- Task to carry out: A single number is the answer here: how many lines below include "dark"?

- Data excerpts:
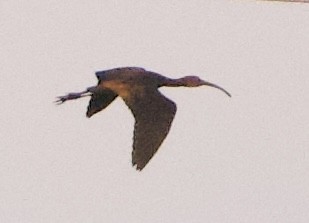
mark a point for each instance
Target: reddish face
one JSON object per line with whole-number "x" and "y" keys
{"x": 193, "y": 81}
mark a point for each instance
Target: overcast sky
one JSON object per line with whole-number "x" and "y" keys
{"x": 240, "y": 159}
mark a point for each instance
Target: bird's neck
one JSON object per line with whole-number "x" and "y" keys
{"x": 171, "y": 82}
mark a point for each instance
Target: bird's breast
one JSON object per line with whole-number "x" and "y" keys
{"x": 123, "y": 89}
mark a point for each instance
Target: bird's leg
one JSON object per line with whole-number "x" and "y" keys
{"x": 71, "y": 96}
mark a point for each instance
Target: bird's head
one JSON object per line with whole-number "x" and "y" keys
{"x": 195, "y": 81}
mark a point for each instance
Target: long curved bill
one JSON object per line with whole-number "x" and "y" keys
{"x": 216, "y": 86}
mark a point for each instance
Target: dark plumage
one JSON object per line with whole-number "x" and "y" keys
{"x": 152, "y": 111}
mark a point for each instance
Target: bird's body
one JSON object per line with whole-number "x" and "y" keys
{"x": 152, "y": 111}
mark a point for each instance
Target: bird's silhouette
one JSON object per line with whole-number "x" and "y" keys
{"x": 153, "y": 112}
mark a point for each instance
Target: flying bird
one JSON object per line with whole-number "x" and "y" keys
{"x": 153, "y": 112}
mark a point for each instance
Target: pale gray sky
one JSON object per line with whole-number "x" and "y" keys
{"x": 243, "y": 159}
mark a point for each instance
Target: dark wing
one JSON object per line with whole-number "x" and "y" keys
{"x": 99, "y": 101}
{"x": 153, "y": 114}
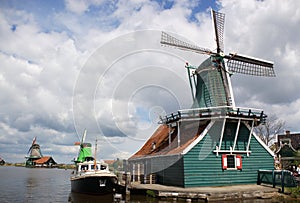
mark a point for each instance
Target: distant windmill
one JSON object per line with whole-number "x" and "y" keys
{"x": 212, "y": 82}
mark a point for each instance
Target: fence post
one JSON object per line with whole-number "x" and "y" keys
{"x": 282, "y": 181}
{"x": 258, "y": 178}
{"x": 273, "y": 179}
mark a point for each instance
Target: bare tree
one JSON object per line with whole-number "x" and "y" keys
{"x": 267, "y": 132}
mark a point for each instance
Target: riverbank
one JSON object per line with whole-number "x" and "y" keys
{"x": 206, "y": 194}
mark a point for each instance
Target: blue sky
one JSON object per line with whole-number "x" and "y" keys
{"x": 96, "y": 64}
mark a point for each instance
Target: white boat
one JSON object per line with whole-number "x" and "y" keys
{"x": 91, "y": 176}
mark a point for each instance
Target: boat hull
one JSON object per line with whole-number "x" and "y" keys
{"x": 94, "y": 185}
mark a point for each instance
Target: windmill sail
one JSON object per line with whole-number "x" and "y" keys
{"x": 250, "y": 66}
{"x": 218, "y": 22}
{"x": 171, "y": 41}
{"x": 213, "y": 85}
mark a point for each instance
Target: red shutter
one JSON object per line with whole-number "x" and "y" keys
{"x": 238, "y": 160}
{"x": 224, "y": 161}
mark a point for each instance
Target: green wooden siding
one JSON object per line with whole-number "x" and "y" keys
{"x": 203, "y": 168}
{"x": 172, "y": 175}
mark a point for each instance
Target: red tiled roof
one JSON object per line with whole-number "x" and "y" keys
{"x": 42, "y": 160}
{"x": 109, "y": 162}
{"x": 161, "y": 140}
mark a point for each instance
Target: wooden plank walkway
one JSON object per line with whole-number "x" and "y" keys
{"x": 222, "y": 193}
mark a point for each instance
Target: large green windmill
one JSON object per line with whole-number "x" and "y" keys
{"x": 210, "y": 82}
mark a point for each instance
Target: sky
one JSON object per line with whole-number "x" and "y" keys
{"x": 67, "y": 66}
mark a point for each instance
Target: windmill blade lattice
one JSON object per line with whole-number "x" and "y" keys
{"x": 250, "y": 66}
{"x": 169, "y": 40}
{"x": 218, "y": 22}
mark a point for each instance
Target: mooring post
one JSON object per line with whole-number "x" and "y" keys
{"x": 273, "y": 179}
{"x": 282, "y": 181}
{"x": 258, "y": 178}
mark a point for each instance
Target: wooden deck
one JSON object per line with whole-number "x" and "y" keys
{"x": 207, "y": 194}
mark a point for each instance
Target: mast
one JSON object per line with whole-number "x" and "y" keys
{"x": 95, "y": 156}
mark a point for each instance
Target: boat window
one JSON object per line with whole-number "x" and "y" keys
{"x": 84, "y": 167}
{"x": 93, "y": 167}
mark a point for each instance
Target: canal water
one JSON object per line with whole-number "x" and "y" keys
{"x": 19, "y": 184}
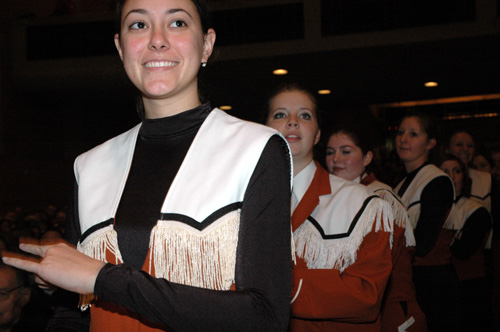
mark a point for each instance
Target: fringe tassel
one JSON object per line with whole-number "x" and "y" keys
{"x": 203, "y": 259}
{"x": 341, "y": 253}
{"x": 95, "y": 246}
{"x": 400, "y": 216}
{"x": 451, "y": 220}
{"x": 292, "y": 245}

- Task response: 2